**Selected passage**.
□ □ □ □ □

The Broch of Borwick is an Iron Age broch located on Mainland, Orkney, Scotland. It is a scheduled monument.

==Location==
The Broch of Borwick is located 8 kilometres southwest of Dounby on Mainland, Orkney. The broch stands on top of a cliff-top promontory 20 metres above the sea. A small stream runs past the site immediately to the east.

==Description==
The broch has an external diameter of 17 metres and an internal diameter of 8 metres. The walls which are 3.5 to 5 metres thick currently stand to a maximum height of 2.6 metres. The eastern half of the broch and the entrance passage are well preserved, but the western half has been destroyed by erosion. The entrance passage, which is still lintelled over, is 5.6 metres long with door-checks each formed of a slab set on edge 3 metres from the outside. A guard cell opened off the right of the passage.

The broch was once cut off from the flat land beyond by an outer wall, and there were outbuildings between the wall and the broch.

==Excavations==
The site was excavated in 1881 by W. G. T. Watt, and the interior was cleared of debris. Ashes, bones and shells mixed with clay were found under the rubble. Beneath this was a layer of small flat stones and under this the broch floor. Finds included several combs, a small whale vertebra cup, a spindle whorl, a stone gaming piece, a whetstone, hammerstones, some stone knives and choppers, an iron rod, and some querns.

□ □ □ □ □

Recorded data

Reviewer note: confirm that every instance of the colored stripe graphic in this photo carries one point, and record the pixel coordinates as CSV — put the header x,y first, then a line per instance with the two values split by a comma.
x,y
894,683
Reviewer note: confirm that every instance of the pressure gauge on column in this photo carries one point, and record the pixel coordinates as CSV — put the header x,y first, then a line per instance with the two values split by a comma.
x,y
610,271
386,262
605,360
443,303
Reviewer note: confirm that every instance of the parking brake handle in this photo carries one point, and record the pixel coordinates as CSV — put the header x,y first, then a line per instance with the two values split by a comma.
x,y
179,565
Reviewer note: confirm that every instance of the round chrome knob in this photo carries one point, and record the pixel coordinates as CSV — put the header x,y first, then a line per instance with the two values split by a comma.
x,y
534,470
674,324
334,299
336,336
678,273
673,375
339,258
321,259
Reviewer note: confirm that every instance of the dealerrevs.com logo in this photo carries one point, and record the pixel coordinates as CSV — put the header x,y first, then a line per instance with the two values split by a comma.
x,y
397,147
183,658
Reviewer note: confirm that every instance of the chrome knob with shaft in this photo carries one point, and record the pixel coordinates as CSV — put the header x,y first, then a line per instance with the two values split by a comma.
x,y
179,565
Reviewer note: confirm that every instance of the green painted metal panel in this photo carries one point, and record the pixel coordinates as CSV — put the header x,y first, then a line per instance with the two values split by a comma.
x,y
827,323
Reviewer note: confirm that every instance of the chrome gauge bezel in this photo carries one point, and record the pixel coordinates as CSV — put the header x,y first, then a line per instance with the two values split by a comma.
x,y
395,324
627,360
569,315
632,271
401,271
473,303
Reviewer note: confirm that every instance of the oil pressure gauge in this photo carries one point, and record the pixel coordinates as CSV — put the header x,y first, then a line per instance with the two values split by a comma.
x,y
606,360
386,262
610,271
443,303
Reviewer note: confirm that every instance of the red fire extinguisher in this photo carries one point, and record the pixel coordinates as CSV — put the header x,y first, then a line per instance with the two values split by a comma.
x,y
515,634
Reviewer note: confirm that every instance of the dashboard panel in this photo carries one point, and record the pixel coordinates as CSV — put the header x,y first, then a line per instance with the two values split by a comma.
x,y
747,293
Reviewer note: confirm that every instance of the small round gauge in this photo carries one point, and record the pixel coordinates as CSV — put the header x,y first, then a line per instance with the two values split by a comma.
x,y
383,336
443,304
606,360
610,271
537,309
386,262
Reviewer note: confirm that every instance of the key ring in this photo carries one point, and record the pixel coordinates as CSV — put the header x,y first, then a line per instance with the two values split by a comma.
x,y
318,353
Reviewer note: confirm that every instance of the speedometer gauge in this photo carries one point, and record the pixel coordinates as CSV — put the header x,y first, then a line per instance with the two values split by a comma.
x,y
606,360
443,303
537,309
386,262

□ □ □ □ □

**Exercises to complete**.
[1] In the Broch of Borwick text, update the part that opens with the words containing "The Broch of Borwick is an" and closes with "to the east.", replacing "stream" with "burn".
[2] Turn the paragraph of the Broch of Borwick text that begins "The broch has an external diameter" into a bulleted list that keeps its main facts.
These records were taken from a different source than the text.

**Answer set**.
[1]
The Broch of Borwick is an Iron Age broch located on Mainland, Orkney, Scotland. It is a scheduled monument.

==Location==
The Broch of Borwick is located 8 kilometres southwest of Dounby on Mainland, Orkney. The broch stands on top of a cliff-top promontory 20 metres above the sea. A small burn runs past the site immediately to the east.

[2]
- External diameter: 17 metres; internal diameter: 8 metres.
- Walls: 3.5 to 5 metres thick, standing to a maximum height of 2.6 metres.
- The eastern half and the entrance passage are well preserved. The western half has been destroyed by erosion.
- The entrance passage is still lintelled over and is 5.6 metres long.
- Door-checks, each a slab set on edge, stand 3 metres from the outside.
- A guard cell opened off the right of the passage.